INFORMATION PROVIDED >>
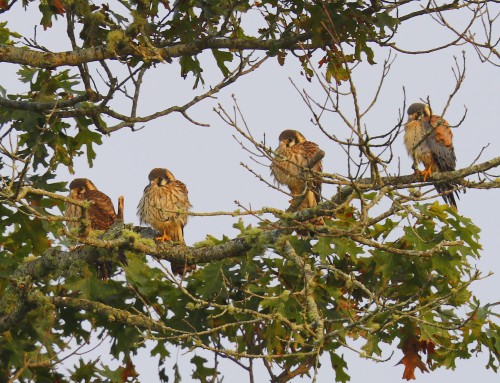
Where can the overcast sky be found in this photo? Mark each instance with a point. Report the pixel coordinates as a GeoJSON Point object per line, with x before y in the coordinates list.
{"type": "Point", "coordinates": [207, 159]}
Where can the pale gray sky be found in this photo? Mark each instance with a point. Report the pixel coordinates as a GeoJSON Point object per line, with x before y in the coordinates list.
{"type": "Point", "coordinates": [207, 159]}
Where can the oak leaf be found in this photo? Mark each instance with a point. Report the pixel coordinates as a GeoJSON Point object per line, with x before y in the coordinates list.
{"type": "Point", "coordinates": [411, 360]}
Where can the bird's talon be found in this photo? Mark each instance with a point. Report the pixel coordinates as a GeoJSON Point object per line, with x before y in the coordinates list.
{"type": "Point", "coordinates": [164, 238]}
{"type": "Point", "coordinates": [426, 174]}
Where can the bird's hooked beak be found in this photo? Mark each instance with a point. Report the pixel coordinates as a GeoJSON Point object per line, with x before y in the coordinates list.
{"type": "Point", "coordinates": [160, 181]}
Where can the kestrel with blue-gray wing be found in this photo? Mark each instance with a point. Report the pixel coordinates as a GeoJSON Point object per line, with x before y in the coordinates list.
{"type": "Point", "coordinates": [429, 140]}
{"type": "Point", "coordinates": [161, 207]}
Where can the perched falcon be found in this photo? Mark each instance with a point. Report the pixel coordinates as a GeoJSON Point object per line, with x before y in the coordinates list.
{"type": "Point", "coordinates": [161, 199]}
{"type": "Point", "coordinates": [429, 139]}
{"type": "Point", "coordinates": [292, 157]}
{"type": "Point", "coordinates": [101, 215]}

...

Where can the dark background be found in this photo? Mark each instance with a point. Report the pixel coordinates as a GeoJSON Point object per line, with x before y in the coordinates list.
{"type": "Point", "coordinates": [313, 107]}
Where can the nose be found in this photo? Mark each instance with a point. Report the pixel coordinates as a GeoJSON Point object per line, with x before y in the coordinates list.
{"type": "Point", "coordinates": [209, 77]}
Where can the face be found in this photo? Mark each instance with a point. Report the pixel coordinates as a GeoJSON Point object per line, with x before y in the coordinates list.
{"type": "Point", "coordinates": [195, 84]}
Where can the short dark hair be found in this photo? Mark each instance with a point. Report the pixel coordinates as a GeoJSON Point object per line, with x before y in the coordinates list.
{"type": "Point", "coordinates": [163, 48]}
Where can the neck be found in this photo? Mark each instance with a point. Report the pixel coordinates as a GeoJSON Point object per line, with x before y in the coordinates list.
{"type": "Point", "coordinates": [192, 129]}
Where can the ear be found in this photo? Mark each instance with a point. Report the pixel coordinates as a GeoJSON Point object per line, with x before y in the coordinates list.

---

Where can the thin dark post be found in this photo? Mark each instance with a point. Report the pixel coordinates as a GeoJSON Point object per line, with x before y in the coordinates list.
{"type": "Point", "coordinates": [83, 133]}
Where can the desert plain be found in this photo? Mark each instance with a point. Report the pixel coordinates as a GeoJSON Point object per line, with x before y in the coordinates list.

HOW TO COMPLETE THIS TASK >> Word for word, restate the lines above from the line containing "Where can the dark" through the line containing "Where can the ear", with both included and nothing else.

SOLUTION >>
Where can the dark background be found in this photo? Mark each instance with a point. Report the pixel coordinates as a GeoJSON Point object per line, with x before y in the coordinates list.
{"type": "Point", "coordinates": [313, 107]}
Where can the nose be found in this photo? Mark each instance with a point. Report the pixel coordinates as a GeoJSON Point object per line, with x before y in the coordinates list.
{"type": "Point", "coordinates": [209, 77]}
Where can the face be found in this photo? Mark each instance with a point. Report the pixel coordinates as a GeoJSON Point object per line, with x before y in the coordinates list.
{"type": "Point", "coordinates": [195, 84]}
Where can the short dark hair be found in this photo? Mark each instance with a point. Report the pixel coordinates as a GeoJSON Point object per line, with x before y in the coordinates list.
{"type": "Point", "coordinates": [163, 48]}
Where can the neck be found in this photo? Mark each instance with a point. Report the pixel coordinates as a GeoJSON Point object per line, with x before y in the coordinates list.
{"type": "Point", "coordinates": [192, 129]}
Where can the ear be found in this photo? Mark each instance with a point. Report the pixel coordinates as a GeoJSON Point object per line, with x before y in the coordinates list.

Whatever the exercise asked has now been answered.